§ Excerpt provided

Content starts

My first month co-working
Last year I set out to take my personal hack time a little more seriously and wrap a business around it. I held an office in Grand Rapids and labeled it a “man cave”, and used it all of about 6 times with a total of about $400/mo. Despite the solitude in my own office, I failed to get to the mental kick start I was looking for out of the environment.
So I’ll cycle back to what I really wanted out of it:
- A place to escape the (somewhat toxic) workflow of the day job and adopt new methodologies for getting my work done.
- A place for the academic practice of my profession to get back to the drive that got me here in the first place.
- A place to dedicate the entire day to tomorrow and be progressive with my future.
- A place to “hang out” with potential clients and collaborate with folks in the similar industries.
Did I get that?
Not really, for one I was surrounded by least interesting person to bounce ideas off of, which was myself. Secondly, I found myself still scattered and attending meetups and tech groups looking for the same things I stated on the list previous. Which does not work as most of these meetings are limited in time, and sometimes more structured than I wanted (but interesting all the same).
So we closed up the office and moved the operations to U.S. Signal, leaving me at Panera bread wearing out my welcome and with github issues, or worse yet at home where the life balance gets all convaluted.
In April I decided to give co-working out at elevatorup for a spin. Things were ramping up with development sprints for Dev Arboretum and my need to break out for aggressive Spectrum Health development was growing. I have some relatively small windows to produce and nowhere to do it.
Here is what I ended up with:
- Surrounding myself with people with an incredible drive to do stuff. Some I understand, some I dont, but that kind of energy is catchy.
- Ability to concentrate in a SILO, but mingle in a tech soup.
- Overhearing an occassional “F-BOMB” which reminds you that you are truly free (at least for a day) from a corporate environment.
- Well kept surroundings, no more carpet stains or in office servers spinning.
- No more Tori Amos looping continually.
- Being a developer of sorts that has been in a target industry for years, its so nice to be surrounded by other industries.
- Somebody (@zmoazeni ) actually asked what the hell I was doing. You underestimate how awesome this is until nobody does it for a year.
The experience is positive, economically makes sense, and is achieving what I wanted over a year ago.
If you haven’t at least tried co-working, here is my best shot at explaining it to you:
Have ever worked in an office, and felt that you were on a perpetual conference call, all day, everyday? Well, co-working is kind of like that, except it doesn’t suck, and is kind of like being at a perpetual conference for something you enjoy, while working all the same.

Content ends

§ Material supplied

Content starts

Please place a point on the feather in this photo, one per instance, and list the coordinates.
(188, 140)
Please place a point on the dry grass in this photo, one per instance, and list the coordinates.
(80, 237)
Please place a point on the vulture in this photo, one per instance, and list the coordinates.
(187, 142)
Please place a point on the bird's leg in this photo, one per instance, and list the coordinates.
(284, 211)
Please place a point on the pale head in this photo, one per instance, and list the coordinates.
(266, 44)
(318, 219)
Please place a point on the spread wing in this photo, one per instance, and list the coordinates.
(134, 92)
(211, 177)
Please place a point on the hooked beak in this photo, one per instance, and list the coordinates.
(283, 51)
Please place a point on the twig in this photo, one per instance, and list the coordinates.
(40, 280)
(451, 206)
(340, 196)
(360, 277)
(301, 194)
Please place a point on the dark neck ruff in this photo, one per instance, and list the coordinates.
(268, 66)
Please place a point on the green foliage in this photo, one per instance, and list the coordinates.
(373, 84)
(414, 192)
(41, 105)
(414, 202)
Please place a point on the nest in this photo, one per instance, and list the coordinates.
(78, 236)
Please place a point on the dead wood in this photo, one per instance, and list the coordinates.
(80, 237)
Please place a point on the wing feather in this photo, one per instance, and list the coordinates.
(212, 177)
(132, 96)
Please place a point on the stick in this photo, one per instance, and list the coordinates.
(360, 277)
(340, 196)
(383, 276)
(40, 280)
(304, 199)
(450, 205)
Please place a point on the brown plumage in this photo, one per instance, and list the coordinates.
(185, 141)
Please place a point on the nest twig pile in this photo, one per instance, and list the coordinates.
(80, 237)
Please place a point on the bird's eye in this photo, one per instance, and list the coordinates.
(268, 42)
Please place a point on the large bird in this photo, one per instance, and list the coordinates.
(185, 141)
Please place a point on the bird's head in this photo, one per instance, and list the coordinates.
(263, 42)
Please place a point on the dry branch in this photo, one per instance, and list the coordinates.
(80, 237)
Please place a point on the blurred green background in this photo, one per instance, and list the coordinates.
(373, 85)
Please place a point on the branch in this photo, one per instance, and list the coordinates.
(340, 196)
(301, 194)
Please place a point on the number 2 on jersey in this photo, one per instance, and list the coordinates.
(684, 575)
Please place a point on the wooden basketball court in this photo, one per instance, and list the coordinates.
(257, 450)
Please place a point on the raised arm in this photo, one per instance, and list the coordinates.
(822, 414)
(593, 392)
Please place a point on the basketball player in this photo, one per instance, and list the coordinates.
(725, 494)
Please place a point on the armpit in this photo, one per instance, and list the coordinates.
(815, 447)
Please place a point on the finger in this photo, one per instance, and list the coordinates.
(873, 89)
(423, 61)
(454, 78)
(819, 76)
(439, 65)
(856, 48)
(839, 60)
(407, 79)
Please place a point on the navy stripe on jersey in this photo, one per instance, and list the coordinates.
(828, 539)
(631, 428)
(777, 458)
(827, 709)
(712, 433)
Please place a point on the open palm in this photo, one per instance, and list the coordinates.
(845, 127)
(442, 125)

Content ends

§ Using the information
1. According to the co-working post, about how much per month did the Grand Rapids office cost?
2. From the co-working post, copy everything from "- Overhearing an" down to "Amos looping continually.", word for word.

§ Solution list
1. About $400 a month.

2.
- Overhearing an occassional “F-BOMB” which reminds you that you are truly free (at least for a day) from a corporate environment.
- Well kept surroundings, no more carpet stains or in office servers spinning.
- No more Tori Amos looping continually.